* WORK INSTRUCTION
Search the records for the word "below". Copy every line where it appears.

(DATASET EXTRACT)

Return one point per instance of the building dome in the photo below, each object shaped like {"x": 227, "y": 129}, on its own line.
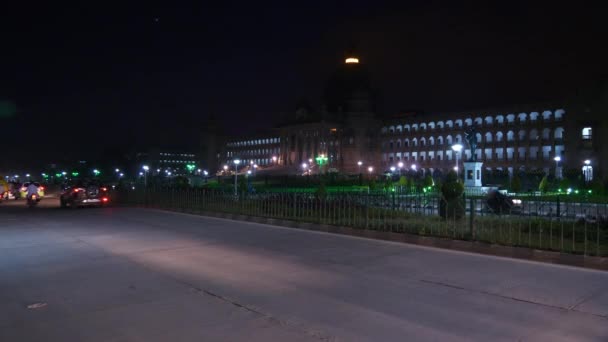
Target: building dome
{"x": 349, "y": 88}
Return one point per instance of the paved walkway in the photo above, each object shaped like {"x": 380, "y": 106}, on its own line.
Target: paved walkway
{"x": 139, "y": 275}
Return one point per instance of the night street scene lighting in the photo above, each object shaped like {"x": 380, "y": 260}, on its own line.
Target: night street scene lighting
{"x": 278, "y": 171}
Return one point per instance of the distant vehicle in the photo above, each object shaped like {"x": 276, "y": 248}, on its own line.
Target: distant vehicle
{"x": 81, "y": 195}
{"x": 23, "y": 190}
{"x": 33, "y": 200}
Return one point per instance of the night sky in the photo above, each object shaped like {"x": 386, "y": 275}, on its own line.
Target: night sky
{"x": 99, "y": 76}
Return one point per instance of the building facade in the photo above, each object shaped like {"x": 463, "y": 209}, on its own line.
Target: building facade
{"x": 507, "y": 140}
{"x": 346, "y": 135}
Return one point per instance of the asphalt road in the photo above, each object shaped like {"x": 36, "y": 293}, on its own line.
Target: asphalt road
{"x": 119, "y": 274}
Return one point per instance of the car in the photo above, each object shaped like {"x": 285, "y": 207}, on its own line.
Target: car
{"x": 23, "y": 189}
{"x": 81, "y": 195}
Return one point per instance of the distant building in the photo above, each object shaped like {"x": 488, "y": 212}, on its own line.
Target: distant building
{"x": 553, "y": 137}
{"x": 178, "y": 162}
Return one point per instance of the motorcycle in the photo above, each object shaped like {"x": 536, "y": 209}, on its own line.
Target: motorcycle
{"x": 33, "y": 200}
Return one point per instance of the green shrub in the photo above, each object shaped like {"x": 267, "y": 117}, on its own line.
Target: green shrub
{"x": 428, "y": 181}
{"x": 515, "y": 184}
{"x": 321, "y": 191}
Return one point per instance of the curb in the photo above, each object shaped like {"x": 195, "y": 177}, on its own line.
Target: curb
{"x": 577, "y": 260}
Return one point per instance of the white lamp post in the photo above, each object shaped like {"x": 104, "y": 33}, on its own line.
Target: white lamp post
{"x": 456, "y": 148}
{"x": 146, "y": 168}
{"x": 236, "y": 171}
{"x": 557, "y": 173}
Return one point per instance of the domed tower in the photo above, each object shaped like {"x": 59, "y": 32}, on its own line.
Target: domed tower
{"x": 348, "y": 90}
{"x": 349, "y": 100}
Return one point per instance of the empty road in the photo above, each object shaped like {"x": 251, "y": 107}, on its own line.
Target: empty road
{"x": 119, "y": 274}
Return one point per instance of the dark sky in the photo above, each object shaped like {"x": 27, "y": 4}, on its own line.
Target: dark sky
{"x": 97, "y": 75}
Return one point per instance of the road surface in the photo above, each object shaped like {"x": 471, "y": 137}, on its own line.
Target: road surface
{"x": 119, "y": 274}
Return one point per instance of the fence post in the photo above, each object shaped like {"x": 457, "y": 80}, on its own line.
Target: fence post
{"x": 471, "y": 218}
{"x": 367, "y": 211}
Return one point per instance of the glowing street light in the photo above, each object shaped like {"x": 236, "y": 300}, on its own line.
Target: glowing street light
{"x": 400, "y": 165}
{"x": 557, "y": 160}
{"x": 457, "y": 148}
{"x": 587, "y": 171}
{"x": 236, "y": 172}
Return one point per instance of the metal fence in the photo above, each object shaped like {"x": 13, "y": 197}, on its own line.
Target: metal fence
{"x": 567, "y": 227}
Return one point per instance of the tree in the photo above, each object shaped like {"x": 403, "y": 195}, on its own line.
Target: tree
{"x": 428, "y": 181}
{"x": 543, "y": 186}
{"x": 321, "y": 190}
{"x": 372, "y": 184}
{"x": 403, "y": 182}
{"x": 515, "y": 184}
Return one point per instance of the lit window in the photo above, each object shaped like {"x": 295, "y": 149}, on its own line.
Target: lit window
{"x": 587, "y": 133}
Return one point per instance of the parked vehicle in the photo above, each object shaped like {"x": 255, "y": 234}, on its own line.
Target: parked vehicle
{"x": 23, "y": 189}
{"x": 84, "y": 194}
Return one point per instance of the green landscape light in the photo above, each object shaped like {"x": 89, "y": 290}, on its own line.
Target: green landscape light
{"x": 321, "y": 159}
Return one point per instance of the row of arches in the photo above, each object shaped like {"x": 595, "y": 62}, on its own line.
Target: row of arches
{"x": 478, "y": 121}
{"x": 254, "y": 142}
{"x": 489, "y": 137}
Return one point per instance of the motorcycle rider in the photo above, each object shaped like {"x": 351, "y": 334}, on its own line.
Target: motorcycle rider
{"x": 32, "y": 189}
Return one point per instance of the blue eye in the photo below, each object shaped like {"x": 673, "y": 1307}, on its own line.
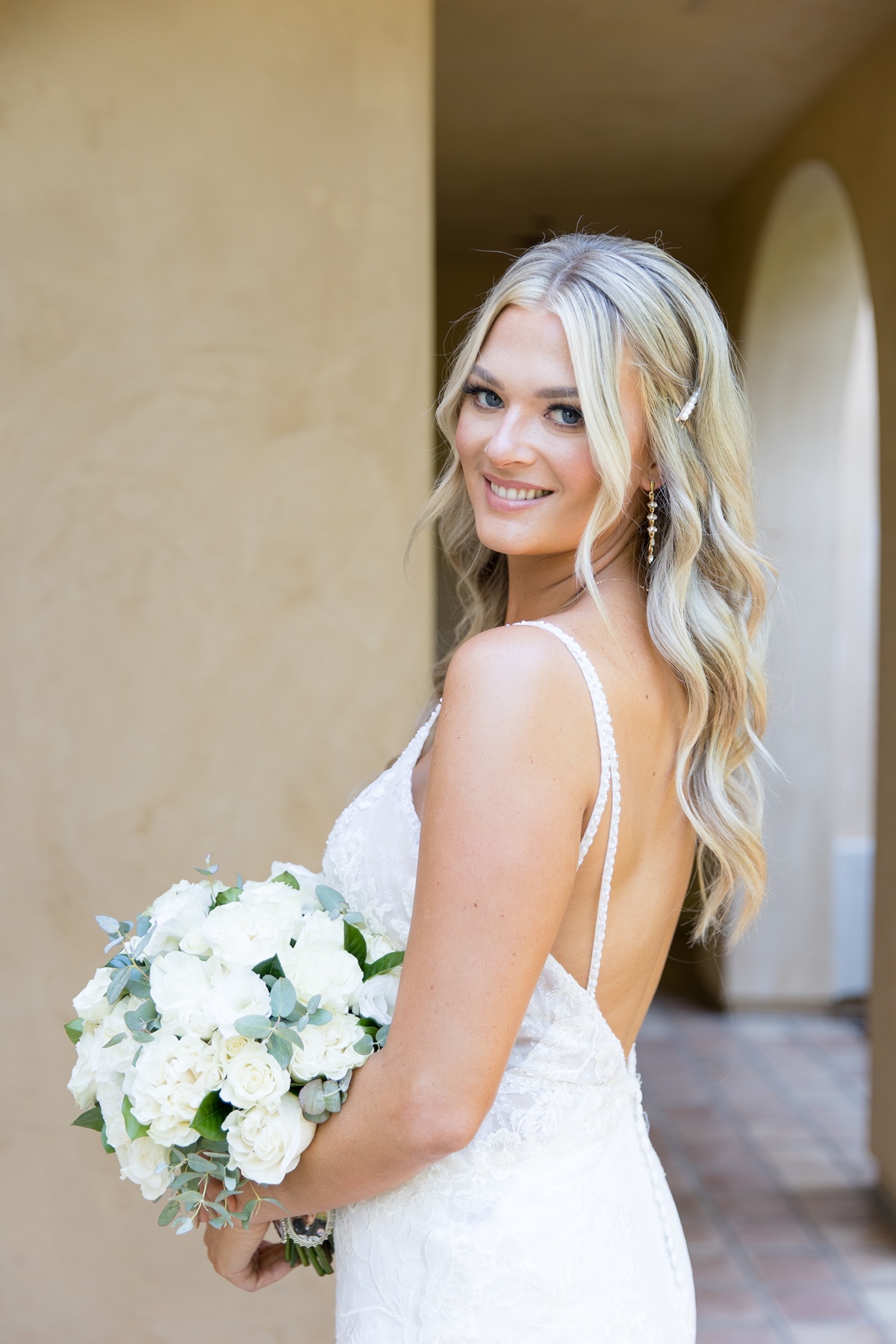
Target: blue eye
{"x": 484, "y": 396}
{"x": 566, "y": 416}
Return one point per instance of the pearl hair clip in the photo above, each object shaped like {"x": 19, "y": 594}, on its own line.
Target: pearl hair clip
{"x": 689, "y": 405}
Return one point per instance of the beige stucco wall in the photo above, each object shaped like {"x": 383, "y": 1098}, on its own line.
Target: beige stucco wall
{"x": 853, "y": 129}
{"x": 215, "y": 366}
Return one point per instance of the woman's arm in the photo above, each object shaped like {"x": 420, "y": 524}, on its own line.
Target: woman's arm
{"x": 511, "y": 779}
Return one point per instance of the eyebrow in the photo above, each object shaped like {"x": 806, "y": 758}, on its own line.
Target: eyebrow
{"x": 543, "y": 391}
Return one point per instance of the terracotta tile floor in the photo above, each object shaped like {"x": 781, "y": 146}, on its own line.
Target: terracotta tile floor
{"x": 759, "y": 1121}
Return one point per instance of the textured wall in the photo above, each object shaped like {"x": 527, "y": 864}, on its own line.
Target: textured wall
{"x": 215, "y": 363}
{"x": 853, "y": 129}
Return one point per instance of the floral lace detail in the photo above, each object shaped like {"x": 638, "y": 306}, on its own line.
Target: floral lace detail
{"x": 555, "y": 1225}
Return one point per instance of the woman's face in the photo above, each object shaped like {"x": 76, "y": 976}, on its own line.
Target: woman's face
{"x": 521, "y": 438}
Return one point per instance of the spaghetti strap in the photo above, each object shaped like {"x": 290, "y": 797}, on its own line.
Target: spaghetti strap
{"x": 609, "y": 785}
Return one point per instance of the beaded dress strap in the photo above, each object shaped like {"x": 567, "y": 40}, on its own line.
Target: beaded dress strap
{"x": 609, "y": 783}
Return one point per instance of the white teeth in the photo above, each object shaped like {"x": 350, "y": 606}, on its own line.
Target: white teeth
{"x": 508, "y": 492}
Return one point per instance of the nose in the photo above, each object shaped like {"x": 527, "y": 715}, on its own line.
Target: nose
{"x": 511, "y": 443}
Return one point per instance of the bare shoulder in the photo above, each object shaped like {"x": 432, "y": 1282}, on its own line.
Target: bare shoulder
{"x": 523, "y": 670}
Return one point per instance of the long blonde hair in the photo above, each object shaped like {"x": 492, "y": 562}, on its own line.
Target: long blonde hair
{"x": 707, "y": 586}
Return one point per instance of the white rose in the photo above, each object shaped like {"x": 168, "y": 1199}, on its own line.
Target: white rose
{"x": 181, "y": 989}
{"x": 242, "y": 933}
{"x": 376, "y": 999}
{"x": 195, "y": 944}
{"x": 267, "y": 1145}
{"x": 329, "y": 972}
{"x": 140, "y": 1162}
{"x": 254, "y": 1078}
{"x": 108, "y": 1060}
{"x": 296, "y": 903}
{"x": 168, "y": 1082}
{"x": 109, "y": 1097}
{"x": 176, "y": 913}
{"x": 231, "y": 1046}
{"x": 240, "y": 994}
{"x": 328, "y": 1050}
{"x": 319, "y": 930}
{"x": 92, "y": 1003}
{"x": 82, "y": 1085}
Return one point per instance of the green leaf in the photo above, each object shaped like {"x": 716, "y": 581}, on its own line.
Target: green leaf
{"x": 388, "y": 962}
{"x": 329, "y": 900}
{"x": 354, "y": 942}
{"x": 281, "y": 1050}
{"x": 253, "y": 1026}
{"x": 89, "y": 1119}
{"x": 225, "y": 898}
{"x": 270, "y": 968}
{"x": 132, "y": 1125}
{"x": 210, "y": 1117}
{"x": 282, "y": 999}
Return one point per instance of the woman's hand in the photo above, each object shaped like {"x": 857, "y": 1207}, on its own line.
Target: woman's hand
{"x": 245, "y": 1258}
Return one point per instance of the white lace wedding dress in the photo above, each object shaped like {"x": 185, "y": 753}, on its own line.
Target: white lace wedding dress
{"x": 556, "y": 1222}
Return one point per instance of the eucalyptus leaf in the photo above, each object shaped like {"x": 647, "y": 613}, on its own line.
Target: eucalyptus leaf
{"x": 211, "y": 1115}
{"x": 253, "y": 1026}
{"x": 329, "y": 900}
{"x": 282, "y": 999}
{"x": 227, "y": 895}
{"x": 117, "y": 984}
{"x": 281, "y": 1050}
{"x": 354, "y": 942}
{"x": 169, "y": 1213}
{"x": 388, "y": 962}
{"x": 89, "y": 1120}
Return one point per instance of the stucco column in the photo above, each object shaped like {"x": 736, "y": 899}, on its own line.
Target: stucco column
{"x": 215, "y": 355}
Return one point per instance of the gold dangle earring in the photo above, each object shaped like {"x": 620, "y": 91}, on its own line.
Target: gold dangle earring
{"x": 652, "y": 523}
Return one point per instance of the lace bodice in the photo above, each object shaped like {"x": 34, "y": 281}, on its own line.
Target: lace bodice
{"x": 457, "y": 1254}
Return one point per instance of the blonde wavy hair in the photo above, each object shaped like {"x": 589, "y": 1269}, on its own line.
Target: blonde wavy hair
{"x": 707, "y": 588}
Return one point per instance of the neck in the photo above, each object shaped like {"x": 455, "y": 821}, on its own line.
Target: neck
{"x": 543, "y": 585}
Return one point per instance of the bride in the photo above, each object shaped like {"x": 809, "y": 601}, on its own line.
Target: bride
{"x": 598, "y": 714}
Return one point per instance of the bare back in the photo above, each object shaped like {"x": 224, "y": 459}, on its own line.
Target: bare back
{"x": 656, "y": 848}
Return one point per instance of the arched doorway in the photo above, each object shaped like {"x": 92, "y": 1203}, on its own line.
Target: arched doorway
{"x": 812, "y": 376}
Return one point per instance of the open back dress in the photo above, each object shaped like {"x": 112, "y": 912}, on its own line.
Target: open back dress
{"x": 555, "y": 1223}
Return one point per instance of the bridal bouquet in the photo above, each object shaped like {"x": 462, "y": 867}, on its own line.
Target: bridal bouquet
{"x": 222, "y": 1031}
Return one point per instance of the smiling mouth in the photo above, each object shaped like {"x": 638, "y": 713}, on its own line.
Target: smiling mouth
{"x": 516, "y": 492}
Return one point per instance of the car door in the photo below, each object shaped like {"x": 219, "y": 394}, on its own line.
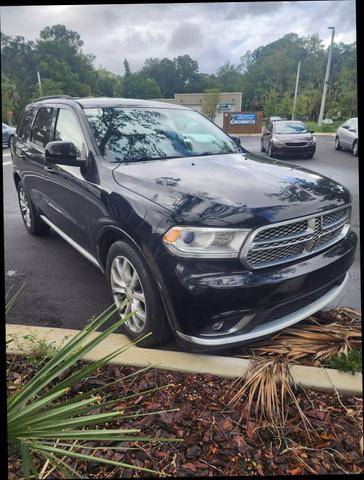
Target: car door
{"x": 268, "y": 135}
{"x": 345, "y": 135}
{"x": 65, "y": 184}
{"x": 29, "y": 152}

(End DATASET EXTRACT)

* WORKED SOLUTION
Return one point per instance of the building dome in the photo below, each object shaped like {"x": 227, "y": 129}, on its own line.
Return one point per instance of the blue eye in the photo below, each object shaped like {"x": 673, "y": 1307}, on its own line.
Return one point per instance of the car door in the photo below, each object shaped like {"x": 219, "y": 394}, on its own line.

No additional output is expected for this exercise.